Repeat the passage on rebound effects from "One reason for" up to and including "limited empirical foundation.", replacing "boundaries" with "limits".

§ **EXTRACT TO READ**

(begin)

A new report from the US Breakthrough Institute (BTI) provides evidence that historical improvements in the energy efficiency of lighting, steel and electricity production have led to greater energy consumption that would have been the case in the absence of those improvements. In other words, the ‘rebound effects’ have exceeded 100% (‘backfire’). The authors expect this experience to be replicated in industrialising economies, with the result that improved energy efficiency will contribute much less to reducing energy use and carbon emissions than is commonly assumed.
The BTI report was publicised in a New York Times op-ed, leading to various follow-up blogs (e.g. from Joe Romm) and a flurry of activity on Twitter. A similar response greeted at an earlier BTI report on rebound effects which found: “…a large expert consensus and strong evidence that below-cost energy efficiency measures drive a rebound in energy consumption that erodes much and in some cases all of the expected energy savings.” Both reports brought welcome media attention to this important subject, but the intensity of the ensuing debate demonstrates that a consensus on the importance of rebound remains elusive.
‘Rebound effects’ is an umbrella term for a variety of economic mechanisms that reduce the energy and emission savings from improved energy efficiency. At its simplest, improved energy efficiency leads to cheaper energy services, thereby encouraging increased consumption of those services that offsets some of the energy savings. But the story doesn’t end there, as there are also multiple indirect and second-order effects to consider – such as efficiency improvements enabling firms to expand output, lower product prices and increase market demand which in turn stimulates economic growth and aggregate energy consumption. As BTI observe, rebound effects are the emergent outcome of multiple feedback mechanisms within complex, non-linear economic systems – and the magnitude of those effects may be expected to vary significantly between contexts and over time.
One reason for the continued controversy is that rebound effects are very hard to measure. Experimental studies and econometric analysis of secondary data can isolate a limited number of mechanisms within constrained spatial and temporal boundaries, but estimation becomes more difficult – and causality harder to establish – as those boundaries expand. Energy efficiency improvements are typically associated with broader improvements in product and process technology that make it difficult and perhaps misleading to isolate the impact of energy efficiency improvements alone. The latter can be achieved with energy-economic models that simulate ‘pure’ energy efficiency improvements and track their economy-wide implications, but while these capture a broader range of economic mechanisms their results are sensitive to assumptions with limited empirical foundation.

(end)

§ **PROVIDED MATERIAL**
(begin)

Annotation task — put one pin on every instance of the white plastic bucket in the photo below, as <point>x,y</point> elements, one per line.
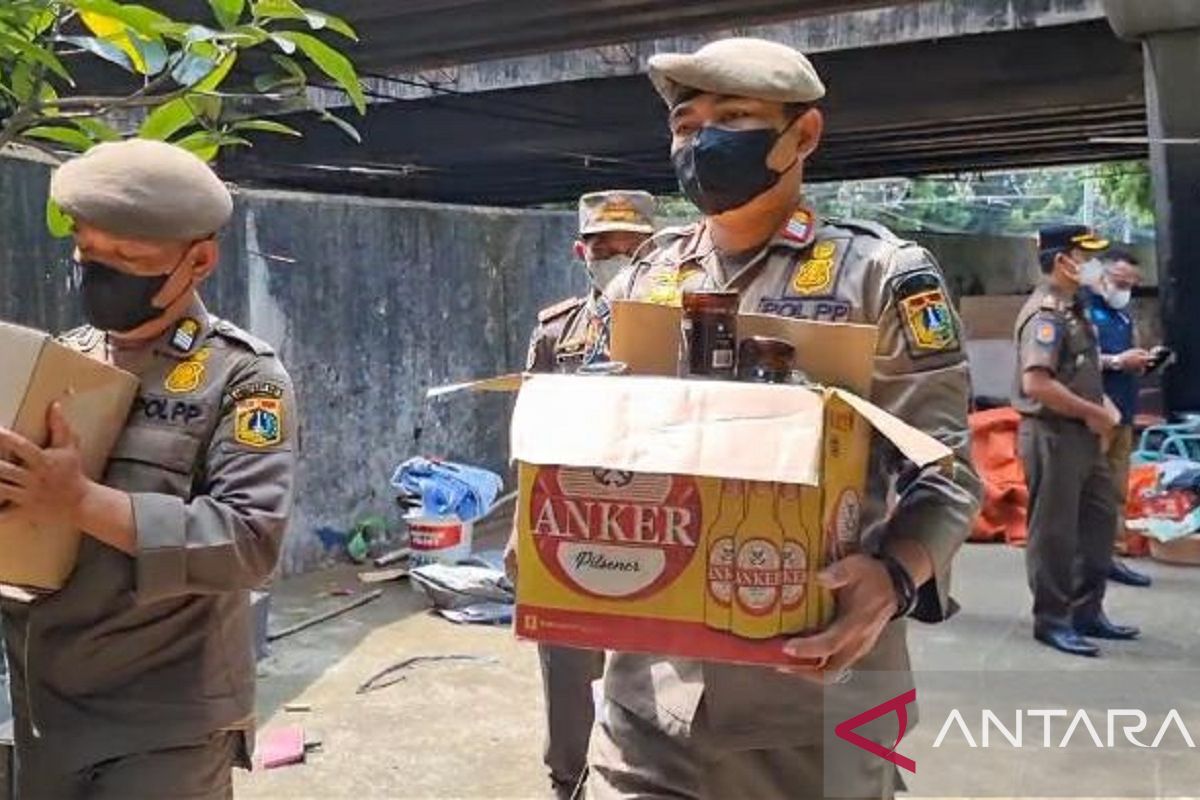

(end)

§ **COMPLETED EXERCISE**
One reason for the continued controversy is that rebound effects are very hard to measure. Experimental studies and econometric analysis of secondary data can isolate a limited number of mechanisms within constrained spatial and temporal limits, but estimation becomes more difficult – and causality harder to establish – as those limits expand. Energy efficiency improvements are typically associated with broader improvements in product and process technology that make it difficult and perhaps misleading to isolate the impact of energy efficiency improvements alone. The latter can be achieved with energy-economic models that simulate ‘pure’ energy efficiency improvements and track their economy-wide implications, but while these capture a broader range of economic mechanisms their results are sensitive to assumptions with limited empirical foundation.